Locate the line containing "Task: locate the young" in the material below; repeat it and every line after it, exactly as written.

== Exercise inputs

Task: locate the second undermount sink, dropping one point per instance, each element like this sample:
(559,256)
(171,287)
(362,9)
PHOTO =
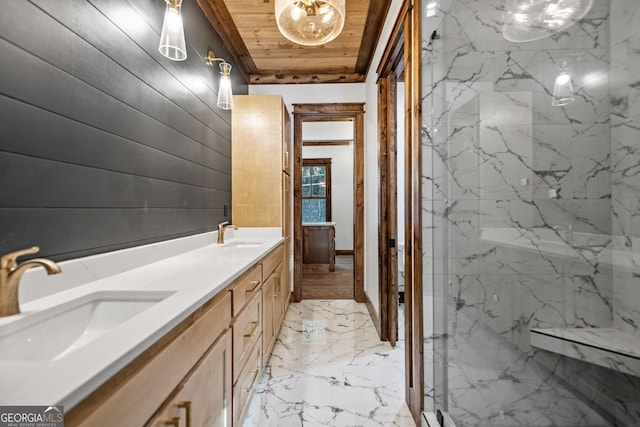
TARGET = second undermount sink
(54,332)
(242,244)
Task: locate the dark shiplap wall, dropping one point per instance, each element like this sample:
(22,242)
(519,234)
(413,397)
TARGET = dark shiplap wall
(104,143)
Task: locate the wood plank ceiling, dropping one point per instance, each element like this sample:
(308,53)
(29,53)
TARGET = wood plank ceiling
(248,29)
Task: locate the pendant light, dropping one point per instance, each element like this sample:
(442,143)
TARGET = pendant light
(225,92)
(310,22)
(172,44)
(528,20)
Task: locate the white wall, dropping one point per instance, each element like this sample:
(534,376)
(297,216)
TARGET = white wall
(353,92)
(327,131)
(313,93)
(341,188)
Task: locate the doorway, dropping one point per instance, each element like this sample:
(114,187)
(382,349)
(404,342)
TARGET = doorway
(401,128)
(352,113)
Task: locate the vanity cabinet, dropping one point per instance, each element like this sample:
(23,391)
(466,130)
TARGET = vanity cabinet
(170,368)
(204,371)
(274,299)
(261,169)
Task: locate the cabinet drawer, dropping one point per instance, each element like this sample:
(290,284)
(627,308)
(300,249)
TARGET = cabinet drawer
(246,287)
(246,385)
(246,331)
(204,398)
(271,261)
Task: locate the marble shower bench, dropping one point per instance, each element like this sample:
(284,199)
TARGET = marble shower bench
(606,347)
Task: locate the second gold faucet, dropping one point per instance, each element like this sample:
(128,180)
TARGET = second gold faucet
(11,273)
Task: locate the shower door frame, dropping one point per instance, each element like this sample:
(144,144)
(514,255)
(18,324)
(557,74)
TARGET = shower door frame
(402,56)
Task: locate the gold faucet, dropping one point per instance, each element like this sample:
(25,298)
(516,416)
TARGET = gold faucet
(11,273)
(221,227)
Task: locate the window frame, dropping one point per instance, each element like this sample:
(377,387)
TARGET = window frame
(326,162)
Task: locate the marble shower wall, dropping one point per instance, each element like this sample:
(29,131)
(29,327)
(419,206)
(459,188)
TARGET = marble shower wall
(506,176)
(625,161)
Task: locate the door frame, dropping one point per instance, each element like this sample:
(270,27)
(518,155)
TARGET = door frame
(402,55)
(353,112)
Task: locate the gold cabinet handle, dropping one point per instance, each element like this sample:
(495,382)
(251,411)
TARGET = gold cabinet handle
(276,277)
(255,284)
(187,408)
(253,381)
(251,332)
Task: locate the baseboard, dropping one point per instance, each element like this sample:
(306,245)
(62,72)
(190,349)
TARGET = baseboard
(344,252)
(374,316)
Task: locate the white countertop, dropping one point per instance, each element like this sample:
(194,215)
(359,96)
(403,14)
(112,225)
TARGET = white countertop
(194,276)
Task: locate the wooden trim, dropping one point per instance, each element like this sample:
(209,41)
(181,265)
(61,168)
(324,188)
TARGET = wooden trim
(378,11)
(313,112)
(297,208)
(222,24)
(358,211)
(326,162)
(402,60)
(269,79)
(384,110)
(326,143)
(395,46)
(413,73)
(346,252)
(373,314)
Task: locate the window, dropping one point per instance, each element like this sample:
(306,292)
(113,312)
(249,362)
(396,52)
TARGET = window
(316,190)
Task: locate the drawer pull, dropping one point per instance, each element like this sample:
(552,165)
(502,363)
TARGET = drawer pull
(187,407)
(252,331)
(255,284)
(276,277)
(253,381)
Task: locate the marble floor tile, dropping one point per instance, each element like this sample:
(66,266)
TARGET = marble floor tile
(328,368)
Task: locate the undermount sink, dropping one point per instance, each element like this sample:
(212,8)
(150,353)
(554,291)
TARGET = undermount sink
(242,244)
(57,331)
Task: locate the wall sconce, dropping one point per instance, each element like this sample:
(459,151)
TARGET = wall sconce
(225,94)
(172,44)
(562,88)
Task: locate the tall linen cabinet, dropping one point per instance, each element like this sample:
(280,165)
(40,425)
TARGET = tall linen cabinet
(261,188)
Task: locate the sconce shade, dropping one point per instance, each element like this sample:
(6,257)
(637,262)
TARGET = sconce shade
(225,94)
(310,22)
(172,43)
(562,90)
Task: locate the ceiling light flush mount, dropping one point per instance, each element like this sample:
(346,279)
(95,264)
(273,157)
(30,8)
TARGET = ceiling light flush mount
(172,44)
(529,20)
(310,22)
(225,93)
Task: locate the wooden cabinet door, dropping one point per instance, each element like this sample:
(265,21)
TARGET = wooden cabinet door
(279,298)
(204,399)
(268,316)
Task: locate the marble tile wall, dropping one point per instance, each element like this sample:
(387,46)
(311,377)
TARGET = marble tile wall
(497,155)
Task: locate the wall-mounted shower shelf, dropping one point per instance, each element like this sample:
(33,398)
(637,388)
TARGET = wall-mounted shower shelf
(606,347)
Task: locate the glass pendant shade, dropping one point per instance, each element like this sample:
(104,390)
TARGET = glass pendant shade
(172,44)
(225,94)
(310,22)
(528,20)
(562,90)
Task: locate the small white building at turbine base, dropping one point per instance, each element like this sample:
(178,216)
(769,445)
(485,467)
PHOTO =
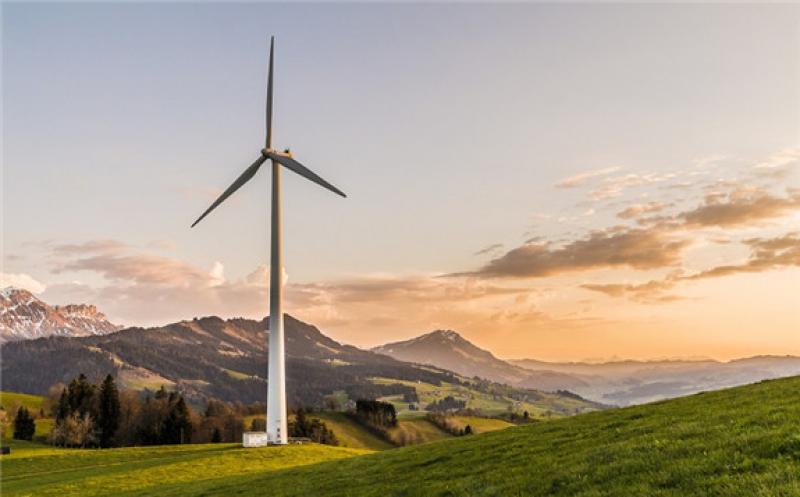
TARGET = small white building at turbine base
(255,439)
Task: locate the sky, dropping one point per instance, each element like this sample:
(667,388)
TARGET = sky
(553,181)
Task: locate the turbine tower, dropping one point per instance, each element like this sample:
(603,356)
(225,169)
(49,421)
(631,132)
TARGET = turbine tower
(276,396)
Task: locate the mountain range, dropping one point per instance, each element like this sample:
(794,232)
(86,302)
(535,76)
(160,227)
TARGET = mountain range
(227,359)
(449,350)
(212,357)
(23,316)
(616,383)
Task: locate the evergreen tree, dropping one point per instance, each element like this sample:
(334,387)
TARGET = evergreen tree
(109,411)
(178,424)
(81,396)
(63,409)
(24,425)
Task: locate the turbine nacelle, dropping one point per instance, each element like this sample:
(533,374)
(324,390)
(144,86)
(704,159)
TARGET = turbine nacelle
(284,158)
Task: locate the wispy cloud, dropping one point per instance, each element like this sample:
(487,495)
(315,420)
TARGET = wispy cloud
(22,280)
(613,247)
(586,177)
(766,254)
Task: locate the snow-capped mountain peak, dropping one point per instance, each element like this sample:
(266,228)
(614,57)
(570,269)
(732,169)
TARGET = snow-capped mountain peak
(23,316)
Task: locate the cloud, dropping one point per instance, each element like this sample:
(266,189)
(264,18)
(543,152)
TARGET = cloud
(765,254)
(615,186)
(583,178)
(637,210)
(779,161)
(489,249)
(614,247)
(739,207)
(649,293)
(143,269)
(106,246)
(22,280)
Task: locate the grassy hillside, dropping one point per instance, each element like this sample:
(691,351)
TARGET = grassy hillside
(13,400)
(739,442)
(501,400)
(351,434)
(39,470)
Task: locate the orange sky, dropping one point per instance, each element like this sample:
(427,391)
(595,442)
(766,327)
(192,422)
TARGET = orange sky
(532,176)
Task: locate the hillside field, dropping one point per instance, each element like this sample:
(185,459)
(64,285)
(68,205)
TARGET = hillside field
(742,441)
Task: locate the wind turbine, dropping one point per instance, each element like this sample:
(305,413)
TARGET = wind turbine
(276,395)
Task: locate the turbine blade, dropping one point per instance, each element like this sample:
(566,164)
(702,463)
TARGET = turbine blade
(303,171)
(242,179)
(269,93)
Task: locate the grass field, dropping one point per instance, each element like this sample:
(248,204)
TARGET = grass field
(38,470)
(549,405)
(12,400)
(351,434)
(743,441)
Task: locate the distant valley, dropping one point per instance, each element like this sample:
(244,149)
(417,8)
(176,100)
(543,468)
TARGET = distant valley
(226,359)
(23,316)
(618,383)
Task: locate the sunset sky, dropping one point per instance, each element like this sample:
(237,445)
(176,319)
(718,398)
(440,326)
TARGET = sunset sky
(559,182)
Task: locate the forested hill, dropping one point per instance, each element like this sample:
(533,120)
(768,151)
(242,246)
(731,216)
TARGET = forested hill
(224,359)
(209,357)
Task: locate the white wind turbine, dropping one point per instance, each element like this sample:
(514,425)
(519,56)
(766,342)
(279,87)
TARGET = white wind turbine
(276,396)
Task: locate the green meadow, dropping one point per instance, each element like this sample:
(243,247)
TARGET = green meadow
(742,441)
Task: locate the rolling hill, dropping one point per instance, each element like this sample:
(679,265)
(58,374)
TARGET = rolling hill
(743,441)
(619,383)
(227,359)
(448,350)
(634,382)
(23,316)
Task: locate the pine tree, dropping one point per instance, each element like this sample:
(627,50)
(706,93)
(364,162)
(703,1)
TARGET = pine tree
(63,409)
(109,415)
(24,425)
(178,424)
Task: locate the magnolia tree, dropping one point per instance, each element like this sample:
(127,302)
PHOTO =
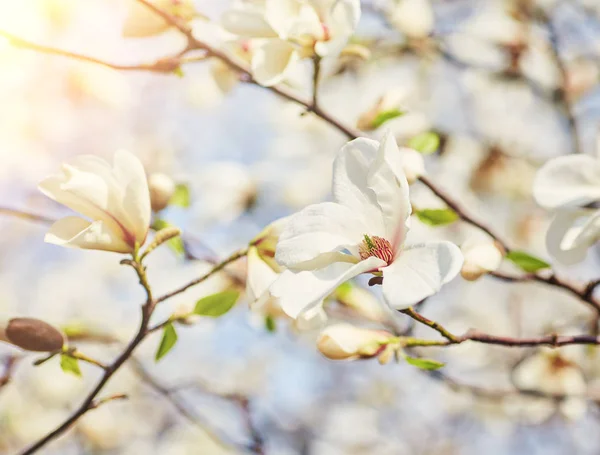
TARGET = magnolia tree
(414,238)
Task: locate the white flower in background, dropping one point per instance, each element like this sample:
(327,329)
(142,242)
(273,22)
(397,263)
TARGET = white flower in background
(142,22)
(362,231)
(552,373)
(346,342)
(414,18)
(290,30)
(263,270)
(224,191)
(162,188)
(567,184)
(115,200)
(481,257)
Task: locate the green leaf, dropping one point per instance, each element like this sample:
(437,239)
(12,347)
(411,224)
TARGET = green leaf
(181,196)
(167,342)
(437,217)
(217,304)
(526,262)
(423,364)
(270,324)
(384,116)
(70,365)
(176,243)
(425,143)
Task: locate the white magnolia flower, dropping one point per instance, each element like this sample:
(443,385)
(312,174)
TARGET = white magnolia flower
(345,342)
(567,184)
(162,187)
(290,30)
(115,200)
(362,231)
(262,273)
(142,22)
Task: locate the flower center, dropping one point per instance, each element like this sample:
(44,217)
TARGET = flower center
(378,247)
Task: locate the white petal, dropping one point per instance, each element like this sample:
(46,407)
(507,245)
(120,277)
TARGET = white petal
(387,180)
(568,181)
(131,176)
(75,232)
(282,15)
(420,271)
(85,192)
(316,230)
(247,22)
(571,233)
(260,276)
(350,186)
(302,291)
(272,60)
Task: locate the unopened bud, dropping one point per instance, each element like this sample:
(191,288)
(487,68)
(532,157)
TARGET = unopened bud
(413,164)
(33,335)
(162,189)
(346,342)
(481,257)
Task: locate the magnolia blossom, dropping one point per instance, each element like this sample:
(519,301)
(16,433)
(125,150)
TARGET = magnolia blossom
(263,270)
(142,22)
(362,231)
(115,200)
(567,184)
(287,31)
(346,342)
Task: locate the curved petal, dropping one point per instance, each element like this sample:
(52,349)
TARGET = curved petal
(571,233)
(387,180)
(271,61)
(247,22)
(131,177)
(316,230)
(568,181)
(303,291)
(84,192)
(75,232)
(350,186)
(420,271)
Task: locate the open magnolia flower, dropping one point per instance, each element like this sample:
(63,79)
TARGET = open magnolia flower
(263,270)
(567,184)
(362,231)
(287,31)
(115,200)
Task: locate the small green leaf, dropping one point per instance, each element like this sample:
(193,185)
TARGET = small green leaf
(384,116)
(270,324)
(526,262)
(167,342)
(437,217)
(423,364)
(425,143)
(181,197)
(70,365)
(176,243)
(217,304)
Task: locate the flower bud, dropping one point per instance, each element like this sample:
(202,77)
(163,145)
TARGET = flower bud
(33,335)
(481,257)
(412,163)
(161,188)
(346,342)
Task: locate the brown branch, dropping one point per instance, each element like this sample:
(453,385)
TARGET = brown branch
(109,370)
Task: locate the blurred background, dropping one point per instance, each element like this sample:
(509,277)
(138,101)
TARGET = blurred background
(505,85)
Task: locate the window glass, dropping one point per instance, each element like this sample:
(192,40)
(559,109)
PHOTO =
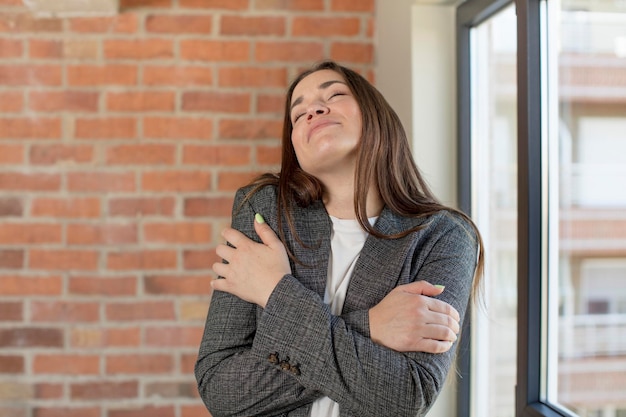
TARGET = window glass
(587,206)
(494,208)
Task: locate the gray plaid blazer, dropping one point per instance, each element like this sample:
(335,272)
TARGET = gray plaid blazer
(276,361)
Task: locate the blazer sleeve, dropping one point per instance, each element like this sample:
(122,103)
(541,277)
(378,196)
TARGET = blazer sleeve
(343,363)
(234,379)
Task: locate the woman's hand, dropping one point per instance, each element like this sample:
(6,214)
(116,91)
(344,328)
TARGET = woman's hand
(253,269)
(408,319)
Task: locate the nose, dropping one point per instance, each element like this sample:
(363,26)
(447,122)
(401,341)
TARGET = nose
(316,109)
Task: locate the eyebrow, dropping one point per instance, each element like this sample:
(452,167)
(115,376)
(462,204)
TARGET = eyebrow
(322,86)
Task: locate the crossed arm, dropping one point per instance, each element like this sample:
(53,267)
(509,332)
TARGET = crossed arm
(375,362)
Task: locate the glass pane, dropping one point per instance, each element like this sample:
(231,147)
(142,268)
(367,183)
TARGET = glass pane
(494,197)
(587,213)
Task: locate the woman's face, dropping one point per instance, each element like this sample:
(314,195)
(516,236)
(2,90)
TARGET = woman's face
(326,123)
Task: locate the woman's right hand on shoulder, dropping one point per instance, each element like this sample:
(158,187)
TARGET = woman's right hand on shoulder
(409,319)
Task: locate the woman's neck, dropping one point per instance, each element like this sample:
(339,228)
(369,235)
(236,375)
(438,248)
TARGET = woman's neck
(339,200)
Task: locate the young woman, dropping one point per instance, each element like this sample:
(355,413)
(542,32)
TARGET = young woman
(331,299)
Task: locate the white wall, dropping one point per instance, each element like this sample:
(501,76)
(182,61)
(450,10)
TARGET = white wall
(416,73)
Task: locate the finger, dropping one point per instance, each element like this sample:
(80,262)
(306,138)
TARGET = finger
(423,288)
(443,308)
(265,232)
(221,269)
(225,252)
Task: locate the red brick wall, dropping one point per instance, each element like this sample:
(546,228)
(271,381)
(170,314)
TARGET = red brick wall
(122,140)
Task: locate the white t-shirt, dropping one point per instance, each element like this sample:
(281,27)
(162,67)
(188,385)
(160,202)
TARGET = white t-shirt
(346,241)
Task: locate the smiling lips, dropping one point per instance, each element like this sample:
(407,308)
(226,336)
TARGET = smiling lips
(319,124)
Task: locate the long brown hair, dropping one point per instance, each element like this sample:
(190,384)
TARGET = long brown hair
(383,158)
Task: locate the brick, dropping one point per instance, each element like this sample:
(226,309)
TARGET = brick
(215,4)
(101,75)
(54,101)
(11,101)
(63,259)
(193,310)
(88,207)
(177,128)
(11,364)
(151,154)
(178,76)
(231,181)
(55,154)
(153,411)
(203,50)
(134,4)
(142,260)
(101,181)
(178,285)
(90,338)
(138,49)
(64,311)
(252,77)
(28,22)
(176,24)
(103,286)
(362,53)
(141,206)
(144,363)
(187,362)
(216,102)
(271,103)
(140,310)
(352,6)
(250,129)
(104,390)
(31,75)
(174,336)
(66,364)
(31,337)
(106,128)
(16,181)
(10,310)
(11,154)
(16,285)
(122,23)
(217,155)
(172,390)
(57,411)
(85,49)
(325,26)
(268,155)
(29,233)
(45,49)
(289,51)
(141,101)
(101,234)
(30,128)
(199,259)
(177,233)
(11,207)
(49,391)
(11,259)
(176,181)
(253,25)
(294,5)
(208,206)
(10,48)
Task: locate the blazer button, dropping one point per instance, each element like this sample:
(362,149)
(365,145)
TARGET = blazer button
(295,369)
(285,365)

====

**Solved problem**.
Task: locate the young woman, dropping one point per instance, each element like this sample:
(355,413)
(542,32)
TARGET = young woman
(331,299)
Task: locate the white wall, dropping one point per instance, each element like this sample:
(501,76)
(182,61)
(450,10)
TARGET = white wall
(416,73)
Task: locate the finger, dropping one point per instance, each element like this sample:
(80,262)
(306,138)
TARGET = finger
(423,288)
(443,308)
(265,232)
(221,269)
(225,252)
Task: locate the red brick wall, dropping one point per instance, each element like this sample:
(546,228)
(271,381)
(170,314)
TARGET = red brick wall
(122,140)
Task: locate the white t-shirt, dropping one point per instance, each element like this sample:
(281,27)
(162,67)
(188,385)
(160,202)
TARGET = white t-shirt
(346,241)
Task: locate the smiling lips, dropping one point per instance, each element like this sample:
(407,308)
(226,336)
TARGET = smiling lips
(319,124)
Task: locate the long brown hair, dropping one point per instance, each element like this sample:
(190,384)
TARGET = long brown hair
(383,158)
Task: locate the brick, dropping one point per instance, each element like this sample:
(226,309)
TARGET = brick
(215,4)
(101,75)
(54,101)
(11,101)
(63,259)
(193,310)
(88,207)
(177,128)
(11,364)
(151,154)
(178,76)
(231,181)
(55,154)
(153,411)
(203,50)
(134,4)
(142,260)
(101,181)
(178,285)
(90,338)
(138,49)
(64,311)
(252,77)
(28,22)
(176,24)
(103,286)
(362,53)
(141,206)
(144,363)
(187,362)
(216,102)
(271,103)
(140,310)
(352,6)
(250,129)
(104,390)
(31,75)
(174,336)
(66,364)
(31,337)
(106,128)
(16,181)
(10,310)
(11,154)
(16,285)
(122,23)
(217,155)
(172,390)
(57,411)
(85,49)
(325,26)
(268,155)
(29,233)
(45,49)
(289,51)
(141,101)
(101,234)
(30,128)
(199,259)
(177,233)
(11,207)
(49,391)
(11,259)
(176,181)
(253,25)
(294,5)
(208,206)
(10,48)
Task: locate the blazer button, dropping one point per instance, each element like this sample:
(362,149)
(365,145)
TARGET = blazer button
(295,369)
(285,365)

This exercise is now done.